WHAT IS BEING ASKED – Output all of the records exactly, word for word.

EXERCISE MATERIAL –
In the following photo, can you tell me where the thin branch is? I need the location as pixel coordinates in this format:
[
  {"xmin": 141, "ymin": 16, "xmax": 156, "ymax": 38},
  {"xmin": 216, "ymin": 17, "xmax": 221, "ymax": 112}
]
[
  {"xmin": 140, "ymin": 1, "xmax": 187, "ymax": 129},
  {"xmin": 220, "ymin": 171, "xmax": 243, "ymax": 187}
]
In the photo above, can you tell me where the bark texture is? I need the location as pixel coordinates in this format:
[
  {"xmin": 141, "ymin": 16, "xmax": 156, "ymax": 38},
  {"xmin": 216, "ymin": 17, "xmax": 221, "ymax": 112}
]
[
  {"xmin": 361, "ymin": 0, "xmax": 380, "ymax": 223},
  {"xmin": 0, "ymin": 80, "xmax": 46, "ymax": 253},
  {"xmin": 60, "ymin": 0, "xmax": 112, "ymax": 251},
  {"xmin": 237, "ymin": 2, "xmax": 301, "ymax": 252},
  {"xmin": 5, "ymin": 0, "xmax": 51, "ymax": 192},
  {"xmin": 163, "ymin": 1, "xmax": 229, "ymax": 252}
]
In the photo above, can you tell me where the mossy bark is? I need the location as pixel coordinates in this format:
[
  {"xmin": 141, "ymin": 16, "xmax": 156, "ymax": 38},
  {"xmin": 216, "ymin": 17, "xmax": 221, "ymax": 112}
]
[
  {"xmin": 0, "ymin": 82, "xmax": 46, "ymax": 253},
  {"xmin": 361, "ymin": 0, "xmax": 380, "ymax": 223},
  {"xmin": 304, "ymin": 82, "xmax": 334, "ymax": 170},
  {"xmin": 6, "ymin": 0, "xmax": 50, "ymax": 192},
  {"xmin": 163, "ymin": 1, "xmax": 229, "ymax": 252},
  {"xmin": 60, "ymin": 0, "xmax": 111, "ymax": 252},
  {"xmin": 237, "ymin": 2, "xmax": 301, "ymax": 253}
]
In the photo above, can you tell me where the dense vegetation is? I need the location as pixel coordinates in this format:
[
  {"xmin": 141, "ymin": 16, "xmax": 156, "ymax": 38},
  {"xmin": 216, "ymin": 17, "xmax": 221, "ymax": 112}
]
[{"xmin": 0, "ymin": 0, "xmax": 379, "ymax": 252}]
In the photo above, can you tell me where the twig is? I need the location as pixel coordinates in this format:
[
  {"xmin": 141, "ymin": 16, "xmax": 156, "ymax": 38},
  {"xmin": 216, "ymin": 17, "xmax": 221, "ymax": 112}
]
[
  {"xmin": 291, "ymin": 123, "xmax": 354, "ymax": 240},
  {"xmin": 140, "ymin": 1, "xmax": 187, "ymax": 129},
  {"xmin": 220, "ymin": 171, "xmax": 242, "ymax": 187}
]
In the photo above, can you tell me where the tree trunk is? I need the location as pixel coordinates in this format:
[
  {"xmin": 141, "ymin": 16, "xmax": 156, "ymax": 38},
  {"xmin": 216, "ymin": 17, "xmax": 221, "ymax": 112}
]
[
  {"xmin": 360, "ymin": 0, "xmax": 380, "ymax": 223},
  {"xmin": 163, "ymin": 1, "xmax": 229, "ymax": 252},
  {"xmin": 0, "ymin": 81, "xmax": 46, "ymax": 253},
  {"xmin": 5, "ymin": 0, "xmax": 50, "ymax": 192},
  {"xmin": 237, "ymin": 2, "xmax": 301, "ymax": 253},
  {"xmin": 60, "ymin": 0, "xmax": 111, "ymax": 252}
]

SOLVED PROBLEM –
In the following photo, can you tell me where the thin branch is? I need the location as pixel coordinates in this format:
[
  {"xmin": 141, "ymin": 16, "xmax": 156, "ymax": 38},
  {"xmin": 216, "ymin": 17, "xmax": 221, "ymax": 112}
]
[
  {"xmin": 140, "ymin": 1, "xmax": 187, "ymax": 129},
  {"xmin": 220, "ymin": 171, "xmax": 243, "ymax": 187}
]
In the photo above, can you tell me where the bark texture is? I need the location as pixel coordinates in this format:
[
  {"xmin": 141, "ymin": 16, "xmax": 156, "ymax": 38},
  {"xmin": 216, "ymin": 17, "xmax": 221, "ymax": 112}
]
[
  {"xmin": 361, "ymin": 0, "xmax": 380, "ymax": 223},
  {"xmin": 0, "ymin": 80, "xmax": 46, "ymax": 253},
  {"xmin": 60, "ymin": 0, "xmax": 112, "ymax": 251},
  {"xmin": 237, "ymin": 2, "xmax": 301, "ymax": 252},
  {"xmin": 5, "ymin": 0, "xmax": 51, "ymax": 192},
  {"xmin": 163, "ymin": 1, "xmax": 229, "ymax": 252}
]
In the photo above, can you tell me where the mossy bark is? I need the location as pixel coordinates in this format:
[
  {"xmin": 141, "ymin": 16, "xmax": 156, "ymax": 38},
  {"xmin": 216, "ymin": 17, "xmax": 221, "ymax": 112}
]
[
  {"xmin": 0, "ymin": 82, "xmax": 46, "ymax": 253},
  {"xmin": 361, "ymin": 0, "xmax": 380, "ymax": 223},
  {"xmin": 304, "ymin": 82, "xmax": 334, "ymax": 170},
  {"xmin": 6, "ymin": 0, "xmax": 50, "ymax": 192},
  {"xmin": 163, "ymin": 1, "xmax": 229, "ymax": 252},
  {"xmin": 60, "ymin": 0, "xmax": 111, "ymax": 252},
  {"xmin": 237, "ymin": 2, "xmax": 301, "ymax": 253}
]
In the photo above, can you tell me where the dense vegetation is? I need the location as pixel coordinates in this format:
[
  {"xmin": 141, "ymin": 16, "xmax": 156, "ymax": 38},
  {"xmin": 216, "ymin": 17, "xmax": 221, "ymax": 112}
]
[{"xmin": 0, "ymin": 0, "xmax": 379, "ymax": 252}]
In the photo above, can you tell me where the twig is? I need the location as pixel coordinates in this format:
[
  {"xmin": 141, "ymin": 16, "xmax": 156, "ymax": 38},
  {"xmin": 216, "ymin": 17, "xmax": 221, "ymax": 112}
]
[
  {"xmin": 291, "ymin": 123, "xmax": 354, "ymax": 240},
  {"xmin": 140, "ymin": 1, "xmax": 187, "ymax": 129},
  {"xmin": 220, "ymin": 171, "xmax": 242, "ymax": 187}
]
In the photo above, can you tell me where the tree trunk is? I need the location as pixel coordinates in this format:
[
  {"xmin": 141, "ymin": 16, "xmax": 156, "ymax": 38},
  {"xmin": 216, "ymin": 17, "xmax": 221, "ymax": 112}
]
[
  {"xmin": 360, "ymin": 0, "xmax": 380, "ymax": 223},
  {"xmin": 163, "ymin": 1, "xmax": 229, "ymax": 252},
  {"xmin": 0, "ymin": 81, "xmax": 46, "ymax": 253},
  {"xmin": 5, "ymin": 0, "xmax": 50, "ymax": 192},
  {"xmin": 237, "ymin": 2, "xmax": 301, "ymax": 253},
  {"xmin": 60, "ymin": 0, "xmax": 111, "ymax": 252}
]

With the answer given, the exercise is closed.